I would have thought stepping down as a first step and then converting it into DC is much easier and efficient in terms of component requirements.
Any thoughts ?

el
 
Why do you think it better to step the voltage down first (presumably using a transformer at the mains frequency) rather than converting the input to DC first, chopping it at a few hundred KHZ and using a very small low cost transformer to step it down to the required output voltage ? The high frequency chopper will have PWM control so that the output will be stabilised without the use of a lossy linear regulator on the output. It is done this way to make the power supply lighter, cheaper and more efficient.

Les.
 
That is also why, as an inexperienced hobbyist, you shouldn't be opening these up and screwing around with them. The internal voltages are lethal, and since there is no AC line isolation on the high voltage side of the internal transformer, one slip with a scope ground clip can cause a direct short from the AC line to earth ground, causing an explosion that throws molten metal into your face and eyes...
 
Thanks Mike, i'll take care.
Les, iam not sure how big is the transformer at mains. I'm a new hobbyist in this area, i can think of problem areas like the diode bridge needs high wattage diodes, and the mosfet needs to sustain high voltage - am i wrong ?
 
Thanks Mike, i'll take care.
Les, iam not sure how big is the transformer at mains. I'm a new hobbyist in this area, i can think of problem areas like the diode bridge needs high wattage diodes, and the mosfet needs to sustain high voltage - am i wrong ?
Nope, the DC voltage at the output of the rectifier will be ~1.4*the LineVoltage. In the US, where our line voltage is 120Vac, you can expect ~170Vdc. At 240Vac in, expect about 340Vdc.

Like I said above, be damn careful screwing with these things...
 
ok, thanks for the warning mike, i'm not supplying power and doing anything with the scope right now. Just had a look at the circuit and was curious why it's done that way.
 
Hi,
I happened to open up a old nokia charger and tried to analyze. It looks like DC conversion is done at high voltage and is stepped down in the end.
I would have thought stepping down as a first step and then converting it into DC is much easier and efficient in terms of component requirements.
Any thoughts ?

> [Listed records]:
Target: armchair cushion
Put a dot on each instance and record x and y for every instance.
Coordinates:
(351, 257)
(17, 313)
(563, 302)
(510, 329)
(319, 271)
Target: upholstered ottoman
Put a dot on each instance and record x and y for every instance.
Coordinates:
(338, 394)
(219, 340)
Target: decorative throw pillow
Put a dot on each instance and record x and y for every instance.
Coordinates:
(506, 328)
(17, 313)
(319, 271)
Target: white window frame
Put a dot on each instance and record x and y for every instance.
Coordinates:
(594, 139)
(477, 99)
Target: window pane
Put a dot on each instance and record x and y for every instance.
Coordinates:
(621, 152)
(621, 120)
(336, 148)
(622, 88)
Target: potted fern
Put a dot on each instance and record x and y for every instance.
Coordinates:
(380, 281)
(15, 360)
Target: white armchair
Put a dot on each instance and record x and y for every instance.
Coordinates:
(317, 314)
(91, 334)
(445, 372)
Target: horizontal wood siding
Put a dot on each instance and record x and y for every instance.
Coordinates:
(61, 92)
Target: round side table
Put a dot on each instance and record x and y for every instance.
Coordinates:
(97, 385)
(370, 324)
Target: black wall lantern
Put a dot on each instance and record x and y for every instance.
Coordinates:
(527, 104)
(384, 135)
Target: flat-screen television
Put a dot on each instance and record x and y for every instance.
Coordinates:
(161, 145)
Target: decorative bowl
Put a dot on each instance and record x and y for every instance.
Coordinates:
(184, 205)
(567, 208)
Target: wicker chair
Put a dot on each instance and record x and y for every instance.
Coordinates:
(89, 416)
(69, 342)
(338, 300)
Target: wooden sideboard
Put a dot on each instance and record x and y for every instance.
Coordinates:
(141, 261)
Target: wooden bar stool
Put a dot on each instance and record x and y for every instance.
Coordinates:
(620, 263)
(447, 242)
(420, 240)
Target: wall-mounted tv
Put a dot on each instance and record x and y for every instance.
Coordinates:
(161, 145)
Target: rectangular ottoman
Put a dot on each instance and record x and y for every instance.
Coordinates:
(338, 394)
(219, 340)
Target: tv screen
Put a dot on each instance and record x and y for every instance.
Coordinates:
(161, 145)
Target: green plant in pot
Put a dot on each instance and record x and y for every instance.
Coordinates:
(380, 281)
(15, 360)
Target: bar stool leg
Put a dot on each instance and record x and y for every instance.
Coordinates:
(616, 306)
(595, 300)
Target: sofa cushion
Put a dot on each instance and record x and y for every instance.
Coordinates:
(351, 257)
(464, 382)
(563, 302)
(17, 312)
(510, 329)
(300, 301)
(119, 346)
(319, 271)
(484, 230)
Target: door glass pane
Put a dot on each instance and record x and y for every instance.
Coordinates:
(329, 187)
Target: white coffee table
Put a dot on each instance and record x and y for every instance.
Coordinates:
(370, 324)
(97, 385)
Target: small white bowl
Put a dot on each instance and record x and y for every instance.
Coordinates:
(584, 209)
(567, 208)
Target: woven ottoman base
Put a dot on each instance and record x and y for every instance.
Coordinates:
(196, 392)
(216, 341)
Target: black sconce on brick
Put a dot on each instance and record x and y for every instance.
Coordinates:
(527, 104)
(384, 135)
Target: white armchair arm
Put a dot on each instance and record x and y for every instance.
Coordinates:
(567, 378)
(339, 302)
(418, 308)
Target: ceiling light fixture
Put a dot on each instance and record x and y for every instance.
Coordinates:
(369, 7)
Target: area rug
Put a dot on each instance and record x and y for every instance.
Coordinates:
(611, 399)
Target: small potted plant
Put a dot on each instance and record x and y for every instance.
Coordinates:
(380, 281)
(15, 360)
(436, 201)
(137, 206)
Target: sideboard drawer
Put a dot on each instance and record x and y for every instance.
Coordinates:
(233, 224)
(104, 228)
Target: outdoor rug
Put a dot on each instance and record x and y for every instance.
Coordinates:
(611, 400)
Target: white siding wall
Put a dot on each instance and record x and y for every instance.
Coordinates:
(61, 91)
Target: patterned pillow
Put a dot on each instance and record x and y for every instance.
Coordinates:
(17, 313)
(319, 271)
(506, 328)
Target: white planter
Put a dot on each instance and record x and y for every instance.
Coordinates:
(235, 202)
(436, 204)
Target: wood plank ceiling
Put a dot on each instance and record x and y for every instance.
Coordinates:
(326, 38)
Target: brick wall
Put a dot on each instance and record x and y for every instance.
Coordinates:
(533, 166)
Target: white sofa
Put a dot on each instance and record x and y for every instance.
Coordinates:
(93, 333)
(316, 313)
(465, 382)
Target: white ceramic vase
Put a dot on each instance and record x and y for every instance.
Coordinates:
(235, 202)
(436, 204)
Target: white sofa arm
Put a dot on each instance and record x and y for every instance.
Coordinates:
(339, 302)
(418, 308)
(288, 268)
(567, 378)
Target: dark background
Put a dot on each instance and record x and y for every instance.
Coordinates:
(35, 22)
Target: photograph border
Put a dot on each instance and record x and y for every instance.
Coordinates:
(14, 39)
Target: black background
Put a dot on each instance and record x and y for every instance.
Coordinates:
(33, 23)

> [What you will do]:
Carry the forum thread above about why the phone charger converts mains to DC before stepping it down a little further, starting right after its final line.

> [Final result]:
el
They all use an off line flyback design with some kind of cheap opto coupler for feedback. The flyback transformer winding provides the isolation necessary to make the UL safety rating. It's the cheapest way to do the design. The flyback FET does need to stand off the unregulated DC voltage (above 300V) but 400V and 600V FETs are readily available and pretty cheap. The current requirement is very low.
 
They do it that way because of cost. The vast majority of older wall warts are what you expected, a small but standard offline transformer, a low voltage secondary, a rectifier, and a filter capacitor. The output had a voltage rating that was accurate only at its rated load current (when the output ripple voltage is at its worst), and could easily be 1.5 times that rated voltage at no or very low loads. This translated into extra work for the DC power processing/regulating circuits inside the calculator or whatever. Very few were truly regulated because a linear regulator makes heat, and that requires heatsinks and vents, and that makes the thing even larger and less safe.

After 50 years of development, today's small offline switchers are a marvel of integration. A 1000-to-1 increase in the frequency of what is going through the transformer has a huge impact on it's size, weight, efficiency, and cost. Power Integrations specializes in single-chip offline switcher chips that have the complete controller and power mosfet all included. You get a regulated output with no heatsink, no vents, and a cost (at 100,000 pieces) that is less than the old unregulated linear wall wart. Before USB ports took over charging everything, the world consumed B B Billions of wall warts each year. 100,000 units per day is less than 1% of that.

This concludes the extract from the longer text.